__What is required__:
Copy out the listing from the line containing "Q: Precisely where is the rusty" through the line containing "[600,338,1084,424]", inclusive, with each line left as it is.

__Data provided__:
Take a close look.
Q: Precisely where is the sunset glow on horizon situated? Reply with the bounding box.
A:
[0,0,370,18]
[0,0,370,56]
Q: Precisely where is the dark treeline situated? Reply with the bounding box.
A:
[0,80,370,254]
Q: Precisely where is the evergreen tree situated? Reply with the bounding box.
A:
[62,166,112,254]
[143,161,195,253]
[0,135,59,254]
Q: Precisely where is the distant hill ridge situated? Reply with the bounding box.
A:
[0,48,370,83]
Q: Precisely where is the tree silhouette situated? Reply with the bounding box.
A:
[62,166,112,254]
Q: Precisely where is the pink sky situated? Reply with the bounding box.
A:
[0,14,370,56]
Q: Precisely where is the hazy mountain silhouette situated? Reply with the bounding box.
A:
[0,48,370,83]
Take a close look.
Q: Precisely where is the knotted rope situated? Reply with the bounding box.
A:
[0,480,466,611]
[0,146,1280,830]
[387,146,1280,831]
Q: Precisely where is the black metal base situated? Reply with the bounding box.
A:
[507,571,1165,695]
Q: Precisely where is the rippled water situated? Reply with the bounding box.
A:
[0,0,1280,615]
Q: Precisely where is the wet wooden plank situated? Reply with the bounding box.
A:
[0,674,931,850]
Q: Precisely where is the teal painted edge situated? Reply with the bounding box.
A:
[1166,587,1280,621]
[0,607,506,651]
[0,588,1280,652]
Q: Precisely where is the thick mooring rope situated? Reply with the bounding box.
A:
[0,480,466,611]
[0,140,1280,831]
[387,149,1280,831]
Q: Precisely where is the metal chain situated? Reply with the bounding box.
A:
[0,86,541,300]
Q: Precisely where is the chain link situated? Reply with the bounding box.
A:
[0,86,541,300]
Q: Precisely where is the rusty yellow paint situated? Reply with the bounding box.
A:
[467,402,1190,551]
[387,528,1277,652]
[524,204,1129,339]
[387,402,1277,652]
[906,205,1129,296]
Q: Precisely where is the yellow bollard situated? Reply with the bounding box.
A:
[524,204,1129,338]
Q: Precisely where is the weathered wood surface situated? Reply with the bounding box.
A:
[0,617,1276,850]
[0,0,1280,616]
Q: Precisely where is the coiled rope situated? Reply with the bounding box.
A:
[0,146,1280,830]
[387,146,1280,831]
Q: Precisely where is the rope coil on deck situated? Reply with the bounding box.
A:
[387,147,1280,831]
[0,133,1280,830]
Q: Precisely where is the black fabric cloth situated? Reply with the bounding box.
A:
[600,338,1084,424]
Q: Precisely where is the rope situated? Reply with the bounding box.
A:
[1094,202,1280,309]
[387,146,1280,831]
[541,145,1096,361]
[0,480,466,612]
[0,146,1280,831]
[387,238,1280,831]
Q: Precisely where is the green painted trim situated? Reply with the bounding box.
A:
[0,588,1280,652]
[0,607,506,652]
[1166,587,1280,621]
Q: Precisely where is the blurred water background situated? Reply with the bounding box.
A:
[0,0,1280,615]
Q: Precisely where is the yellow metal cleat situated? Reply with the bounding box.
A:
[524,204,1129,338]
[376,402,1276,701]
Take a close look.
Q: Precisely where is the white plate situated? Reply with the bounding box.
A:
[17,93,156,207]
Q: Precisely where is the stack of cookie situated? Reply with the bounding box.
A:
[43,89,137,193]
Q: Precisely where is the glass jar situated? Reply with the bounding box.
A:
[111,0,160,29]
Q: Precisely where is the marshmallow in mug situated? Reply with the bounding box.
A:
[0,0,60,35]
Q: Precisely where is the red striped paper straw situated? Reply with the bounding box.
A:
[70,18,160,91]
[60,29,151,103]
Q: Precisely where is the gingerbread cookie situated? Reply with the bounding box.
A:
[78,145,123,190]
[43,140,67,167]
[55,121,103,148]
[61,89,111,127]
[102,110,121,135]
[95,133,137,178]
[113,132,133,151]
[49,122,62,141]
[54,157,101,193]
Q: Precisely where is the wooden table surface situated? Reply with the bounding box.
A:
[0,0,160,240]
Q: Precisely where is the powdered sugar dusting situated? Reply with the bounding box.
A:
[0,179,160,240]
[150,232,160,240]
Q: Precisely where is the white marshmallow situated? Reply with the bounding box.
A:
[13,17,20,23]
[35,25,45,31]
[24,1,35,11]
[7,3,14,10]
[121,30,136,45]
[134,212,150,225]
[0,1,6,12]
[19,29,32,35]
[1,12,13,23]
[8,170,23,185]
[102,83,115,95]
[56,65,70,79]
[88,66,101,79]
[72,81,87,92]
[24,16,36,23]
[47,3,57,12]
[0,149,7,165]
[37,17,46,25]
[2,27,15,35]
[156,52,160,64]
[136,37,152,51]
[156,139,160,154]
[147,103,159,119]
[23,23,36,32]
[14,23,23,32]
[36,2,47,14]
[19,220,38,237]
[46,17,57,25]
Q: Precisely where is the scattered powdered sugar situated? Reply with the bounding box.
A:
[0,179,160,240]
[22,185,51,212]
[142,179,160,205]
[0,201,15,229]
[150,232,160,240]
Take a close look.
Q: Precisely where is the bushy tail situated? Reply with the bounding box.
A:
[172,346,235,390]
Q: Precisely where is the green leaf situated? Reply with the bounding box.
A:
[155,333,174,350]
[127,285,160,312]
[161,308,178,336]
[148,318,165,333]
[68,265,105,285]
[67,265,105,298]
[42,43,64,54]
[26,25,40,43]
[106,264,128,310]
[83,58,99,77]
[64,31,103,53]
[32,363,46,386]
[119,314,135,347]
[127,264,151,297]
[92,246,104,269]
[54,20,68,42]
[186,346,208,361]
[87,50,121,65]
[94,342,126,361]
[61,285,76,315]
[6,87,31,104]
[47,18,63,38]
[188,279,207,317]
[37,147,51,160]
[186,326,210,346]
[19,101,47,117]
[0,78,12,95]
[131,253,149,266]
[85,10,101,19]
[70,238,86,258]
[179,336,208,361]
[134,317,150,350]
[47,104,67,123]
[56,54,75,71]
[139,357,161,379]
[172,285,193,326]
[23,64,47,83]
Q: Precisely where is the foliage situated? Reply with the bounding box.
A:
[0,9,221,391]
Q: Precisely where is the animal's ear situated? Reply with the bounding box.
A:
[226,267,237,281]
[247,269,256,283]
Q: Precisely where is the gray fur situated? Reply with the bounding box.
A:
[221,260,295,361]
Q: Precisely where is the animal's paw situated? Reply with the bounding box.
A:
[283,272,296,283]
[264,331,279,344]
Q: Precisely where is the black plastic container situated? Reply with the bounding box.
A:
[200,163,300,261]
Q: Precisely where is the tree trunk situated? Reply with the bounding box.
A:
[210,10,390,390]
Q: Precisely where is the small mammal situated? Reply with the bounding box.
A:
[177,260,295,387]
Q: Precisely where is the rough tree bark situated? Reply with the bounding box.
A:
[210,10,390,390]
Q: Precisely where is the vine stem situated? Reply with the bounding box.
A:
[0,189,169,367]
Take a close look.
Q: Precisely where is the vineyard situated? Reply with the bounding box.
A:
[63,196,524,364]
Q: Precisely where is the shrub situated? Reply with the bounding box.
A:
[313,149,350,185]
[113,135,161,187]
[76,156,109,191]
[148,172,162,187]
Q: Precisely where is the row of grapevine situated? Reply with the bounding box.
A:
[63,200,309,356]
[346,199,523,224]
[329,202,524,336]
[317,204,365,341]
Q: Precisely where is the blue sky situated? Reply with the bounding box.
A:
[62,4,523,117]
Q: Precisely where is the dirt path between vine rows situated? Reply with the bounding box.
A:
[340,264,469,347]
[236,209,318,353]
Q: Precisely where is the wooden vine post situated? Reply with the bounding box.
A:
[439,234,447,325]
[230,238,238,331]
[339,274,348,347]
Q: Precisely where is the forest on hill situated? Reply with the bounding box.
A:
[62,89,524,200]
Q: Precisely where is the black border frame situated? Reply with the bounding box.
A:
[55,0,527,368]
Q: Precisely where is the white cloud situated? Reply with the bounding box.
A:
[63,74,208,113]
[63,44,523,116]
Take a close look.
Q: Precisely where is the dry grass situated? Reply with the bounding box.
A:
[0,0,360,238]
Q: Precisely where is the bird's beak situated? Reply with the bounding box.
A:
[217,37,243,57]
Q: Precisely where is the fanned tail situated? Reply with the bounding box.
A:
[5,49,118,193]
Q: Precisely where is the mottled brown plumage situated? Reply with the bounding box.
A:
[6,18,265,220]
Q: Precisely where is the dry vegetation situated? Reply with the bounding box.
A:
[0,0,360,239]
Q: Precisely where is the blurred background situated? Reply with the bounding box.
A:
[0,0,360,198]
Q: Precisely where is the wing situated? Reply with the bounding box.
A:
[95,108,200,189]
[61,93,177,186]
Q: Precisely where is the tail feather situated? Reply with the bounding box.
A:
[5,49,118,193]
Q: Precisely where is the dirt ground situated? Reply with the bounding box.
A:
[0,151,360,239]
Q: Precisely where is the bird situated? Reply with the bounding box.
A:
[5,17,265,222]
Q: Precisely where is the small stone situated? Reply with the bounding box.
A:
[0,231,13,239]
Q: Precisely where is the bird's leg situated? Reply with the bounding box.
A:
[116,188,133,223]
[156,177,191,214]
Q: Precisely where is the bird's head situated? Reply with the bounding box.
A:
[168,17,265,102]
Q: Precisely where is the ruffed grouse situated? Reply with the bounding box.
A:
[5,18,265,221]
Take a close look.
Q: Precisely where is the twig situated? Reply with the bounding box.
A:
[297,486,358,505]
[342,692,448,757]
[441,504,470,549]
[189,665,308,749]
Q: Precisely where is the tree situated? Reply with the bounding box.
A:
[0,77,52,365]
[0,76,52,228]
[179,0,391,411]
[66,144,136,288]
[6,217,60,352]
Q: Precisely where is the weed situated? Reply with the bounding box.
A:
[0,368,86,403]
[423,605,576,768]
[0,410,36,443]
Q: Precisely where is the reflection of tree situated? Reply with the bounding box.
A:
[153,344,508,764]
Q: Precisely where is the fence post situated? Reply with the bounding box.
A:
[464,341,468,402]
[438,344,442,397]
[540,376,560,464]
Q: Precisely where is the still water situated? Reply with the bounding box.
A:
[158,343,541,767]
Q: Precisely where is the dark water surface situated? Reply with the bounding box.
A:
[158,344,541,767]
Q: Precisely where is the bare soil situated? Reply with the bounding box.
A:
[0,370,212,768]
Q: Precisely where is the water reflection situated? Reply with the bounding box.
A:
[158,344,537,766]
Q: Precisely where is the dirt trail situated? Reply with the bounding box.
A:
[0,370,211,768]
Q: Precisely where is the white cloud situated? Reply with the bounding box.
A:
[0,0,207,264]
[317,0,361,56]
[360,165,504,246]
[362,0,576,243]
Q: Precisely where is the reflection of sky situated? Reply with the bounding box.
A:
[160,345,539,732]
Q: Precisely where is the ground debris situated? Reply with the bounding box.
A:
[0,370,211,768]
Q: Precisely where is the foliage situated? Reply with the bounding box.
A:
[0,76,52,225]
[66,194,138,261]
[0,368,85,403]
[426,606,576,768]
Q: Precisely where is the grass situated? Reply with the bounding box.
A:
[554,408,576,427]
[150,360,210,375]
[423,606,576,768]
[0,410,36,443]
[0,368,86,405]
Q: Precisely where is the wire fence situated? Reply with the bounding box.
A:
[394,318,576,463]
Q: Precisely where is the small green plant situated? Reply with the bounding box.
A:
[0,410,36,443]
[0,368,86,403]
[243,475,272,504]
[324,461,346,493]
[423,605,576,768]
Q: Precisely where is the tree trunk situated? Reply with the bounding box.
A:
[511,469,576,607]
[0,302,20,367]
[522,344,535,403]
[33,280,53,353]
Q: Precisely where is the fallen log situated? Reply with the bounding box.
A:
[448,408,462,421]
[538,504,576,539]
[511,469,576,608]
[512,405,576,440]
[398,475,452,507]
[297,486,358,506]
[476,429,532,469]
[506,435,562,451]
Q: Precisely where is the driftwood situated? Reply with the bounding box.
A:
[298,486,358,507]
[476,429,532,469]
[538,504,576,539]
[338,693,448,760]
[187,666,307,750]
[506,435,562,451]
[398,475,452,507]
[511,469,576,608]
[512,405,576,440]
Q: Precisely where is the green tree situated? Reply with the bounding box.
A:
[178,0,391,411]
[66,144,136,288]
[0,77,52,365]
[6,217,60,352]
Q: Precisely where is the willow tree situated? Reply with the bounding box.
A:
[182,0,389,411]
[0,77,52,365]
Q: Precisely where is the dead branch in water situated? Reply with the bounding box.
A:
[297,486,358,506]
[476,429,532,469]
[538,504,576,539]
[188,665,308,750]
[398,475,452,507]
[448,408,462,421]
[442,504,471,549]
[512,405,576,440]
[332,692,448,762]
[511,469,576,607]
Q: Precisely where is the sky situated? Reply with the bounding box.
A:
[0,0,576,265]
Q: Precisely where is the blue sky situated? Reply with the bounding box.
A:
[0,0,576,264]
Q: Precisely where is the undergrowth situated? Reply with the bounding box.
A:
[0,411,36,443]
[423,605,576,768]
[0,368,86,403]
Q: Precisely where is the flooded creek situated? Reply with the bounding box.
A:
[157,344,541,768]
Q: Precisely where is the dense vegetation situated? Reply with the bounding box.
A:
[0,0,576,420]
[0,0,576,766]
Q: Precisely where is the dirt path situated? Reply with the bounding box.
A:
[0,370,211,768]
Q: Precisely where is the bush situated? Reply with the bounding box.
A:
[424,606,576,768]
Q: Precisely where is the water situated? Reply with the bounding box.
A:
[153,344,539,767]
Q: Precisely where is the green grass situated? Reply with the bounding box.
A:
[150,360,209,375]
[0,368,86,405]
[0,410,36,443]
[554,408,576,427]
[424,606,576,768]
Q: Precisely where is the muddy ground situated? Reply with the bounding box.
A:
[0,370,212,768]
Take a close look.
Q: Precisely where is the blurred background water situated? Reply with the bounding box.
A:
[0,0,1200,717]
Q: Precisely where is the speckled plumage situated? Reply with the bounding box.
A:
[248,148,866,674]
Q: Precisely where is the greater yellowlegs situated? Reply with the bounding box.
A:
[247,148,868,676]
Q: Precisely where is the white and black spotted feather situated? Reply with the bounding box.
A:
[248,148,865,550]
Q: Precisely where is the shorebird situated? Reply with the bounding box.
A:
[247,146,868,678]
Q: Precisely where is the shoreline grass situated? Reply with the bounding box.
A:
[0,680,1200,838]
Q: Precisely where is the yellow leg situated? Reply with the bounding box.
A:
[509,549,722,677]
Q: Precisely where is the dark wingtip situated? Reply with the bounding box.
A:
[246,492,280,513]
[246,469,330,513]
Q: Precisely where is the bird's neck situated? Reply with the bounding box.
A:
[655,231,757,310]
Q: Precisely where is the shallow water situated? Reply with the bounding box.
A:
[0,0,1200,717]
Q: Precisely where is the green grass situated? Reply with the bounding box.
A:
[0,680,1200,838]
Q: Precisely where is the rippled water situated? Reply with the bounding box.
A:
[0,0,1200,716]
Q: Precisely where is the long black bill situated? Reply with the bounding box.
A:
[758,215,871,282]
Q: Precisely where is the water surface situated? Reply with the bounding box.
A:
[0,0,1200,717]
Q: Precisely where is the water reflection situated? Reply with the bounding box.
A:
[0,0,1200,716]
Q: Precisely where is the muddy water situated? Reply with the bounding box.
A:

__Answer for this exercise__:
Q: Precisely where is the rusty yellow paint situated? Reply with the bounding box.
A:
[467,402,1190,551]
[387,528,1277,652]
[524,204,1129,339]
[387,402,1277,652]
[906,205,1129,296]
Q: Precisely where is the yellow bollard situated? Reply with the bounding box.
A:
[524,204,1129,338]
Q: Precisely where is the weathered wood surface situated? Reply with the bounding box.
A:
[0,617,1276,850]
[0,0,1280,616]
Q: Precisely where is the coiled rope situated? Reply with the bounding box.
A:
[0,146,1280,830]
[387,146,1280,831]
Q: Precisely where is the rope coil on deck situated? Reply with the bounding box.
A:
[387,147,1280,831]
[0,133,1280,830]
Q: Precisely where is the black fabric cloth situated? Reply with the bounding box.
A:
[600,338,1084,424]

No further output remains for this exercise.